Your instructions: In all of the records below, switch every occurrence of "coordinates" to "bounding box" and reproduce the lines otherwise unchanged, omitting the pictures.

Data for this exercise:
## start
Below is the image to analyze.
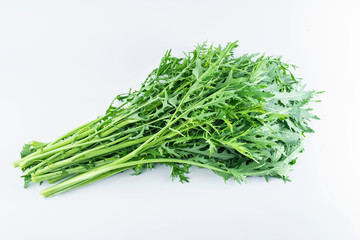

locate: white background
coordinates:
[0,0,360,240]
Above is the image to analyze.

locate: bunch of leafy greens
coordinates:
[14,42,317,197]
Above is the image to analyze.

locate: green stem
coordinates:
[41,158,228,197]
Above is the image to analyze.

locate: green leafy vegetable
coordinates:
[14,42,317,197]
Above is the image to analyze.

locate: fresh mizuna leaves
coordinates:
[14,42,319,197]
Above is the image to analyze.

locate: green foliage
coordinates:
[15,42,318,196]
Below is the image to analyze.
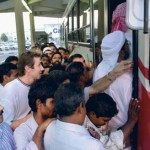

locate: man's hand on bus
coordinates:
[111,60,133,77]
[128,98,140,123]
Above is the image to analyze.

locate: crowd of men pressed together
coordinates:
[0,2,139,150]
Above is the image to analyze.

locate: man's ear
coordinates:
[36,99,42,108]
[25,65,31,72]
[76,102,85,114]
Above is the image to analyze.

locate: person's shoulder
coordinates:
[14,117,33,134]
[117,72,133,80]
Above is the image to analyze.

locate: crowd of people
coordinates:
[0,2,139,150]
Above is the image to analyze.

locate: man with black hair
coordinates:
[84,93,139,150]
[48,70,70,86]
[1,51,44,129]
[14,75,57,150]
[44,83,104,150]
[0,63,18,96]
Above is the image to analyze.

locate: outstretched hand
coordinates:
[113,60,133,76]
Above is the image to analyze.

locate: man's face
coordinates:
[44,50,54,60]
[73,57,87,68]
[41,98,56,119]
[41,57,49,67]
[8,69,18,82]
[50,46,56,53]
[59,49,65,58]
[51,54,62,64]
[0,105,4,123]
[10,60,18,65]
[30,57,44,80]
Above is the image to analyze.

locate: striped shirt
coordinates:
[0,122,15,150]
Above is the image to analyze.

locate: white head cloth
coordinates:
[93,31,125,82]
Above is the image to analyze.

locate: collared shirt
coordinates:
[0,122,15,150]
[1,79,31,125]
[44,120,104,150]
[14,116,38,150]
[84,116,124,150]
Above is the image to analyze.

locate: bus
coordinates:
[60,0,150,150]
## end
Result of the exercise:
Below is the image to analyze.

locate: white background
bounding box:
[0,0,360,240]
Above is the image to analyze.

locate: bunch of leafy greens
bounding box:
[14,42,317,197]
Above is the image to analyze.

locate: green stem
bounding box:
[41,158,228,197]
Above is the image to analyze.

locate: green leafy vegetable
bounding box:
[14,42,317,197]
Above is the image to analyze.

locate: fresh mizuna leaves
bounding box:
[14,42,319,197]
Above is the image to analyze.

locate: green foliage
bounding box:
[15,42,318,196]
Below is the image to analyze.

locate: man's hand on bus
bounding box:
[111,60,133,77]
[128,98,140,123]
Above is the image to analyze.

locate: crowd of men pressed together
bounding box:
[0,2,139,150]
Above is the image to analyze.

locate: man's ear
bounding box:
[36,99,42,108]
[25,65,31,72]
[76,102,85,114]
Above is the image to analyze.

locate: person's shoulder
bounding box:
[14,117,33,134]
[117,72,133,80]
Above is the image to analyze.

locate: crowd of people
bounding box:
[0,2,139,150]
Above is the image to analyze.

locate: man with black hair
bounding box:
[84,93,139,150]
[48,70,70,86]
[1,51,44,129]
[14,75,57,150]
[44,83,104,150]
[0,63,18,96]
Above is the image to analyze.

locate: outstretched hand
bounding box:
[113,60,133,76]
Above is the image to analyze.

locate: man's face
bounding box:
[44,50,54,60]
[73,57,87,68]
[41,98,56,119]
[41,57,49,67]
[8,69,18,82]
[50,46,56,53]
[59,49,65,58]
[51,54,62,64]
[0,105,4,123]
[10,60,18,65]
[30,57,44,80]
Above is the image to analyze.

locate: striped shirt
bounding box:
[0,122,15,150]
Above is the image to analyze.

locate: white head cloth
bounding box:
[93,31,125,82]
Above is the image to analyze.

locate: collared shirt
bounding box:
[0,122,15,150]
[1,79,31,125]
[44,120,104,150]
[14,116,38,150]
[84,116,124,150]
Above is the image to analyze.

locate: bus
bounding box:
[60,0,150,150]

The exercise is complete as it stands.